------ EXCERPTED DATA

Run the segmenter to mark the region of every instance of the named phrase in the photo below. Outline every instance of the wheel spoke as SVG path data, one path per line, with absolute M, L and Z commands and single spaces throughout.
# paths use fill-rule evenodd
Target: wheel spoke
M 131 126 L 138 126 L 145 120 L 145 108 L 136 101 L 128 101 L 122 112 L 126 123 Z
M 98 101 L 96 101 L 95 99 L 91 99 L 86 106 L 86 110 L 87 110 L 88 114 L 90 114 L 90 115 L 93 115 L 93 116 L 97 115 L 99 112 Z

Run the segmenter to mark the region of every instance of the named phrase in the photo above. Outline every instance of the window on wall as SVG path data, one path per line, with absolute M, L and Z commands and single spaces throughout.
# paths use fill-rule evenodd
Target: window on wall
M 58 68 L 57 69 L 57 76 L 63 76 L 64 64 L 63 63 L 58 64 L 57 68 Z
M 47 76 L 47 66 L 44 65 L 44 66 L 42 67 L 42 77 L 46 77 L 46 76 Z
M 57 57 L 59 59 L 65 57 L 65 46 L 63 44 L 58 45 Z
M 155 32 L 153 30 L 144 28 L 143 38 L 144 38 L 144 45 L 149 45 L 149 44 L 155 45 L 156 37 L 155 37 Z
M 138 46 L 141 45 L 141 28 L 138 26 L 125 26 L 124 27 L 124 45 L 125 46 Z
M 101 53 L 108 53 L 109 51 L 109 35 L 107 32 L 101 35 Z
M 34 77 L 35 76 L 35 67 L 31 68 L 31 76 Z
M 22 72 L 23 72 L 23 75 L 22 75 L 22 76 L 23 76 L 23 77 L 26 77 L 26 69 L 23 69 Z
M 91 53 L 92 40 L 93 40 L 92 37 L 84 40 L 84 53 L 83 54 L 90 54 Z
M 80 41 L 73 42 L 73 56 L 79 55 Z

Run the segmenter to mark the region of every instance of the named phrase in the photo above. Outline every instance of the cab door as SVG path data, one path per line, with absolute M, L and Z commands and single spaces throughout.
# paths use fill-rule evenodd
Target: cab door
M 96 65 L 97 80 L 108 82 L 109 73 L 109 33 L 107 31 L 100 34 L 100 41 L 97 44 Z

------------

### WHAT YOU ARE ASKED TO DO
Make an exact copy of the listing, including every line.

### EXERCISE RESPONSE
Run the segmenter to mark the region of every instance of the named phrase in the photo below. Outline every instance of the wheel spoke as SVG path data, one path per line, with absolute M, L and Z commands and single spaces throughout.
# paths use fill-rule evenodd
Target: wheel spoke
M 131 126 L 138 126 L 145 120 L 145 108 L 136 101 L 128 101 L 122 112 L 126 123 Z
M 98 101 L 96 101 L 95 99 L 91 99 L 86 106 L 86 110 L 87 110 L 88 114 L 90 114 L 90 115 L 93 115 L 93 116 L 97 115 L 99 112 Z

Run the segmenter to mark the region of every instance of the named phrase in the photo above. Outline every instance of the window on wall as SVG path data, one path per line, with absolute M, L and Z commands and single spaces throughout.
# paths use fill-rule evenodd
Target: window on wall
M 58 68 L 57 69 L 57 76 L 63 76 L 64 64 L 63 63 L 58 64 L 57 68 Z
M 47 76 L 47 66 L 44 65 L 44 66 L 42 67 L 42 77 L 46 77 L 46 76 Z
M 57 57 L 59 59 L 65 57 L 65 46 L 63 44 L 58 45 Z
M 155 32 L 153 30 L 144 28 L 143 38 L 144 38 L 144 45 L 149 45 L 149 44 L 155 45 L 156 37 L 155 37 Z
M 138 46 L 141 45 L 141 28 L 138 26 L 125 26 L 124 27 L 124 45 L 125 46 Z
M 101 53 L 108 53 L 109 51 L 109 35 L 107 32 L 101 35 Z
M 34 77 L 35 76 L 35 67 L 31 68 L 31 76 Z
M 22 72 L 23 72 L 23 75 L 22 75 L 22 76 L 23 76 L 23 77 L 26 77 L 26 69 L 23 69 Z
M 91 53 L 92 40 L 93 40 L 92 37 L 84 40 L 84 53 L 83 54 L 90 54 Z
M 80 41 L 73 42 L 73 56 L 79 55 Z

Run the segmenter to mark the region of every instance of the named phrase in the photo above. Outline every instance of the cab door as SVG path data, one path per line, with absolute M, L and Z commands and single spaces throughout.
# paths use fill-rule evenodd
Target: cab door
M 96 65 L 97 80 L 108 82 L 109 73 L 109 33 L 107 31 L 100 34 L 100 41 L 97 44 Z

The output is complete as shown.